**Problem:** Transcribe all of the records precisely as they are presented.
○ ○ ○ ○
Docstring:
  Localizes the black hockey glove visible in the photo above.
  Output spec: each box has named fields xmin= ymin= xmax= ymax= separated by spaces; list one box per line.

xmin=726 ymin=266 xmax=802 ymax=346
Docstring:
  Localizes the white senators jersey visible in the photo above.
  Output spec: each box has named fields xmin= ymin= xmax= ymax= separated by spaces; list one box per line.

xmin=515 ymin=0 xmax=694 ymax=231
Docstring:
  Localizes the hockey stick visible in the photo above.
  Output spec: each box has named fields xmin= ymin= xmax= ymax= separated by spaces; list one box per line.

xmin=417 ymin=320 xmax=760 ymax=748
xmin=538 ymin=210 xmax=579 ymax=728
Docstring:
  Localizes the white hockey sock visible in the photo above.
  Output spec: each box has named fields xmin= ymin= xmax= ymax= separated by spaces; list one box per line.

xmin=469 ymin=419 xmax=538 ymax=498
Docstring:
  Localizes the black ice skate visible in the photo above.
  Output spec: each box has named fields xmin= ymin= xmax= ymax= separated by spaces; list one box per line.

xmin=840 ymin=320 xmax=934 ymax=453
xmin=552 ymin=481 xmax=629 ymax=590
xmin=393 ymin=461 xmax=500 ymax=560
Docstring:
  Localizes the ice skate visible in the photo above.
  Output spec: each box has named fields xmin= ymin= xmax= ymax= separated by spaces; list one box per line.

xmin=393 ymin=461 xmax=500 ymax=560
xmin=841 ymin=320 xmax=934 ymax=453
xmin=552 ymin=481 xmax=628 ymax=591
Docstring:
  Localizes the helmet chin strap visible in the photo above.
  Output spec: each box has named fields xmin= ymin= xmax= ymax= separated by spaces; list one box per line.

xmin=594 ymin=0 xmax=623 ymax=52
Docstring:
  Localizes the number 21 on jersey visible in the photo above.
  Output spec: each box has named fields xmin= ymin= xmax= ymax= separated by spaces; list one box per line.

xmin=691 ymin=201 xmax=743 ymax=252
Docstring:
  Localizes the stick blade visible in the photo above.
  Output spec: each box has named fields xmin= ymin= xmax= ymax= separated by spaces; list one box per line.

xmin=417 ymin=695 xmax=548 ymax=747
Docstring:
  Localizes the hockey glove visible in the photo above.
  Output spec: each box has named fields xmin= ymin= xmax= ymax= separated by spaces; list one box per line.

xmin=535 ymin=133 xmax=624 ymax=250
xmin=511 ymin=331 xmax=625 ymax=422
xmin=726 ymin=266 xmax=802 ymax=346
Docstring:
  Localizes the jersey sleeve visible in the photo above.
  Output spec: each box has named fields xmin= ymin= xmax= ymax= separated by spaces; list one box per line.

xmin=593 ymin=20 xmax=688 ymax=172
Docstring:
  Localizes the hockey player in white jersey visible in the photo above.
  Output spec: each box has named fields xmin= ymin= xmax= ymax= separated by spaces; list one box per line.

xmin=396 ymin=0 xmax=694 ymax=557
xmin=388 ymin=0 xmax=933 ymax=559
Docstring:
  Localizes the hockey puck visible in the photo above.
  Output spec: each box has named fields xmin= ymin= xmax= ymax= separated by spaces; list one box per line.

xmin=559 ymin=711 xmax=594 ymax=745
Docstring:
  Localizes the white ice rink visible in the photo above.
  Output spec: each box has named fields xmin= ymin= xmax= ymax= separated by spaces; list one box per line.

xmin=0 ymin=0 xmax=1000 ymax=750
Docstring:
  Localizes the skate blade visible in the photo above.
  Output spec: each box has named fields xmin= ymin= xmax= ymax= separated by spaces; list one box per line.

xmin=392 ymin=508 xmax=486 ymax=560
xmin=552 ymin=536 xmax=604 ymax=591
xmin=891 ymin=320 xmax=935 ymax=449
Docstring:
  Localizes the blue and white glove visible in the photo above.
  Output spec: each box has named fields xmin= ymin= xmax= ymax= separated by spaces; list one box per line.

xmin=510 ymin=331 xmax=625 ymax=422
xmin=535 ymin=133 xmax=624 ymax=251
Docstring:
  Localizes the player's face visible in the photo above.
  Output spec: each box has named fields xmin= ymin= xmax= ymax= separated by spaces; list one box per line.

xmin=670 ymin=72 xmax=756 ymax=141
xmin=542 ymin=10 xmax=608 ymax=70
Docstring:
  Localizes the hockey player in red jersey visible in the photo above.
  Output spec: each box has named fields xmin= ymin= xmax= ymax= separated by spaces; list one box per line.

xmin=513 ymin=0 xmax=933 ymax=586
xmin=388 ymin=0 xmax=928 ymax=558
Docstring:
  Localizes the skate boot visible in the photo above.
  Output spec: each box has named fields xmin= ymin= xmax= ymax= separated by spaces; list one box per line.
○ ○ ○ ○
**Output of the exercise:**
Docstring:
  Localizes the black hockey glove visible in the photo above.
  Output spec: each box has named fields xmin= ymin= xmax= ymax= separated by spaces; list one box per line.

xmin=726 ymin=266 xmax=802 ymax=346
Docstring:
  Localizes the white senators jersey visible in the photo above.
  Output spec: each box has named fields xmin= ymin= xmax= ymax= separated by spaces; list one box per line.

xmin=515 ymin=0 xmax=694 ymax=231
Docstring:
  Localizes the hockey stick visible in the photo above.
  Output spec: each box has named fields xmin= ymin= xmax= ymax= separated by spaces; list one box per line.

xmin=417 ymin=320 xmax=760 ymax=748
xmin=538 ymin=210 xmax=579 ymax=728
Docstring:
  Localizes the white hockey sock visible in the photo above.
  Output spec: each box has named fields xmin= ymin= xmax= ymax= separated by spaces; list one box per line.

xmin=469 ymin=419 xmax=538 ymax=498
Docstring:
  Localizes the black ice skate visible in the photo above.
  Output spec: each box has named fields xmin= ymin= xmax= ymax= separated by spaces; list one box per line.

xmin=840 ymin=320 xmax=934 ymax=453
xmin=552 ymin=481 xmax=629 ymax=590
xmin=393 ymin=461 xmax=500 ymax=560
Docstring:
  Localizes the ice skate visible in the photo above.
  Output spec: each box has named fields xmin= ymin= xmax= ymax= separated by spaces; list one box per line.

xmin=393 ymin=461 xmax=500 ymax=560
xmin=841 ymin=320 xmax=934 ymax=453
xmin=552 ymin=481 xmax=628 ymax=591
Docstring:
  Localizes the helmet chin strap visible in the photo above.
  Output spec: each box has named fields xmin= ymin= xmax= ymax= separated by spaces; list one box per line.

xmin=594 ymin=0 xmax=623 ymax=52
Docstring:
  Localizes the number 21 on jersey visible in the photo above.
  Output spec: each box has named fields xmin= ymin= xmax= ymax= separated by spaces; list one box per line.

xmin=691 ymin=201 xmax=743 ymax=252
Docstring:
  Localizes the stick blade visible in the photo above.
  Output spec: each box has named fields xmin= ymin= xmax= ymax= separated by spaces; list one box per line.

xmin=417 ymin=695 xmax=548 ymax=747
Docstring:
  Localizes the hockey glove visible in the photo above.
  Output spec: each box has named fields xmin= ymin= xmax= ymax= separated by spaces; list one box per line.

xmin=535 ymin=133 xmax=624 ymax=250
xmin=511 ymin=331 xmax=625 ymax=422
xmin=726 ymin=266 xmax=802 ymax=346
Docstring:
  Localizes the jersey sleeve visible in the photo above.
  Output spec: each box has named fields xmin= ymin= xmax= ymax= separated by spaces; list one box per line.

xmin=593 ymin=20 xmax=688 ymax=172
Docstring:
  Localizes the hockey player in white jersey visible in the photo above.
  Output spec: each box has named fields xmin= ymin= xmax= ymax= separated by spaces; list one box per line.

xmin=396 ymin=0 xmax=694 ymax=557
xmin=388 ymin=0 xmax=933 ymax=559
Docstring:
  Localizes the hockey puck visible in the photo above.
  Output spec: each box has named fields xmin= ymin= xmax= ymax= separated by spaces; list one box per line.

xmin=559 ymin=711 xmax=594 ymax=745
Docstring:
  Localizes the white ice rink visible in the photo above.
  Output spec: each box has named fields xmin= ymin= xmax= ymax= separated by spaces; list one box per line.

xmin=0 ymin=0 xmax=1000 ymax=750
Docstring:
  Localizes the skate blade visible in the photo above.
  Output spec: each box has named fields xmin= ymin= xmax= ymax= separated by spaces; list one box per line.

xmin=392 ymin=508 xmax=486 ymax=560
xmin=552 ymin=536 xmax=604 ymax=591
xmin=891 ymin=320 xmax=935 ymax=449
Docstring:
  Localizes the blue and white glove visible in the photo above.
  Output spec: each box has named fields xmin= ymin= xmax= ymax= separated by spaces; list one box per line.

xmin=510 ymin=331 xmax=625 ymax=422
xmin=535 ymin=133 xmax=624 ymax=251
Docstring:
  Localizes the player's face visible in the photo above.
  Output spec: each box has named fields xmin= ymin= xmax= ymax= separated by spaces; list one box per line.

xmin=670 ymin=72 xmax=756 ymax=141
xmin=542 ymin=10 xmax=608 ymax=70
Docstring:
  Localizes the hockey player in red jersey visible in the photo above.
  Output spec: each box has named fields xmin= ymin= xmax= ymax= separated by spaces; list one box per line.

xmin=513 ymin=0 xmax=933 ymax=586
xmin=388 ymin=0 xmax=928 ymax=558
Docstring:
  Localizes the skate boot visible in the photo above.
  Output spec: each box has named fields xmin= ymin= xmax= ymax= separated by spaces; list one box per line.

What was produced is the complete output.